Respondeu ao recurso a Digna Magistrada do Ministério Público, formulando no termo da sua contramotivação as seguintes conclusões, que se transcrevem:
“ (…).
1. A propósito do art. 215º, nº. 3, do Código de processo Penal, ainda em vigor, refere-se no Ac. do Supremo Tribunal de Justiça, de 26/1/2005 (in www.dgsi.pt) que: "a noção de “excepcional complexidade” do artigo 215º, nº. 3, do Código de Processo Penal está, em larga medida, referida a espaços de indeterminação, pressupondo uma integração densificada pela análise e ponderação de todos os elementos do respectivo procedimento; a integração da noção exige uma exclusiva ponderação sobre todos os elementos da configuração processual concreta, que se traduz no essencial, em avaliação prudencial sobre factos; a especial complexidade constitui, no rigor, uma noção que apenas assume sentido quando avaliada na perspectiva do processo, considerado não nas incidências estritamente jurídico-processuais mas na dimensão factual do procedimento enquanto conjunto e sequência de actos e revelação interna e externa de acrescidas dificuldades de investigação com refracção nos termos e nos tempos do procedimento; o juízo sobre a especial complexidade constitui um juízo de razoabilidade e da justa medida na apreciação das dificuldades do procedimento, tendo em conta nomeadamente, as dificuldades da investigação, o número de intervenientes processuais, a deslocalização de actos, as contingências procedimentais provenientes das intervenções dos sujeitos processuais, ou a intensidade de utilizarão dos meios; o juízo sobre a excepcional complexidade depende do prudente critério do juiz na ponderarão de elementos de facto; as questões de interpretação e aplicação da lei, por mais intensas e complexas não podem integrar a noção com o sentido que assume no artigo 215º, nº. 2 do Código de Processo Penal.

☆ ☆ ☆ ☆ ☆ ☆ ☆

[Enunciado 1]: No texto fornecido, qual é a data do acórdão do Supremo Tribunal de Justiça citado pela magistrada do Ministério Público?
[Enunciado 2]: Enumere todos os elementos que o texto fornecido indica que devem ser tidos em conta, nomeadamente, no juízo sobre a especial complexidade.
[Enunciado 3]: Prossiga o texto sobre a excecional complexidade do processo penal, começando logo a seguir à última frase apresentada.

[Registos]:

☆ ☆ ☆ ☆ ☆ ☆ ☆

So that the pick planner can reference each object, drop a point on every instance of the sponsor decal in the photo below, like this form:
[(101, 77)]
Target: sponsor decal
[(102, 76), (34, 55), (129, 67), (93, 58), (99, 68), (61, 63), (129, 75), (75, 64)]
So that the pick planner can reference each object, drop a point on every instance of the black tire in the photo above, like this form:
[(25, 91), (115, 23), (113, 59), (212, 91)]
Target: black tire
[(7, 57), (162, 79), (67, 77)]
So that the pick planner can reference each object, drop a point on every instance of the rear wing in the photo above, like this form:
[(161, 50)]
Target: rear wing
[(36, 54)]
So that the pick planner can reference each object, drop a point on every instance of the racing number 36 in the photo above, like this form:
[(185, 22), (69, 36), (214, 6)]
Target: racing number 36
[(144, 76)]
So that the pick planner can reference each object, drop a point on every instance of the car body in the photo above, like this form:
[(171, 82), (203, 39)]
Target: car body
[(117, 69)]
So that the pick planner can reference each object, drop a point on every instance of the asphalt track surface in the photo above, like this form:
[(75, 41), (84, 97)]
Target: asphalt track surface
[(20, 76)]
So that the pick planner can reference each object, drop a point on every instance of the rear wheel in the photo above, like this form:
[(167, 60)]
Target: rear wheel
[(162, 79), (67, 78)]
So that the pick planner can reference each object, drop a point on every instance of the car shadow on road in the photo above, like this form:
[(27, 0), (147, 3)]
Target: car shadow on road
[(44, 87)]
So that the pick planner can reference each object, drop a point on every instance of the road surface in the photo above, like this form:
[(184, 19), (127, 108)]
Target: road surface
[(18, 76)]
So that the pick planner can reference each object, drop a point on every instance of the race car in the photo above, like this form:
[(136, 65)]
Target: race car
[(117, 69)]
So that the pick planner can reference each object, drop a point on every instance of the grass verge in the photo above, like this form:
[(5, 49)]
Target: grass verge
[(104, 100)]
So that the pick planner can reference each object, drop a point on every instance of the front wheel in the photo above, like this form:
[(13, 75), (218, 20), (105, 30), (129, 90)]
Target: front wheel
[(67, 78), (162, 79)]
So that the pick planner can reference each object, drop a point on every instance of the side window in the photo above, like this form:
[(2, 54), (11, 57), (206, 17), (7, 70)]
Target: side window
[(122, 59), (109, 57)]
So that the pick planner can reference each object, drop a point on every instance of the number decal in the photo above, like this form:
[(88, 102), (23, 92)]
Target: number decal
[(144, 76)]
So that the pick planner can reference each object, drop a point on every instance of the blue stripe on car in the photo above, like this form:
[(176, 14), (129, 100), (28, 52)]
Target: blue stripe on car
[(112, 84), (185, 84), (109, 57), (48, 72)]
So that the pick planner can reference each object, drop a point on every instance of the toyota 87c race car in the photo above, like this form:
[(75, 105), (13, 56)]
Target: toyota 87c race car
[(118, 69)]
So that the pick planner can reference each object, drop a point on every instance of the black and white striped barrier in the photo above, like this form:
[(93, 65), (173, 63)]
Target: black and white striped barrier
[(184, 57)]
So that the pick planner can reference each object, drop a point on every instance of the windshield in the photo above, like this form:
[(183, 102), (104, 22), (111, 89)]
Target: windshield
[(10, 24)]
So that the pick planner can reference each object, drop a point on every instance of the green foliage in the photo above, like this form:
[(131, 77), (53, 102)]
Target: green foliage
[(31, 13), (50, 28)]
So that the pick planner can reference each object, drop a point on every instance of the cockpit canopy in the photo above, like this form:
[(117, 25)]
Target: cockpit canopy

☆ ☆ ☆ ☆ ☆ ☆ ☆

[Resposta 1]: O acórdão é de 26/1/2005.

[Resposta 2]:
- as dificuldades da investigação
- o número de intervenientes processuais
- a deslocalização de actos
- as contingências procedimentais provenientes das intervenções dos sujeitos processuais
- a intensidade de utilizarão dos meios

[Resposta 3]:
2. Por sua vez o Ac. do TRL datado de 23/1/2008, no proc. nº. 10902/2007-3, decidiu que: "2. Com a entrada em vigor da Lei nº. 48/ 2007, de 29/8, não só foram alterados os prazos da prisão preventiva como também foi revogado o artigo 54º do Decreto-Lei nº. 15/93, de 22/1, o que fez caducar o Acórdão Uniformizador de Jurisprudência nº. 2/2004, de 11/2/2004. 3. Em face da actual lei processual penal, decorrente da entrada em vigor da Lei 48/2007 de 29/08, sempre que o crime investigado for o de tráfico de estupefacientes, estamos, pelo menos em tese e por norma, perante "crime altamente organizado" – cfr. art. 1º, alínea m), do C.P. Penal – e, consequentemente, de acordo com a factualidade concreta em investigação, deverá ser declarada a especial complexidade da investigação, nos termos e para os efeitos do disposto no artigo 215º, nº. 3, in fine, do mesmo diploma. 4. O reconhecimento, constitucionalmente afirmado, do carácter excepcional da prisão preventiva (art. 28º, nº. 2, da CRP), envolve a considerarão, além do mais, de que todo o arguido se presume inocente até ao trânsito em julgado da sentença que o condene (art. 32º, nº. 2, da CRP), mas essa presunção não é incompatível com a indiciação dos arguidos pelo crime supra referido, nem com a aplicação da prisão preventiva, posto que verificados os respectivos pressupostos, o que ocorreu no caso".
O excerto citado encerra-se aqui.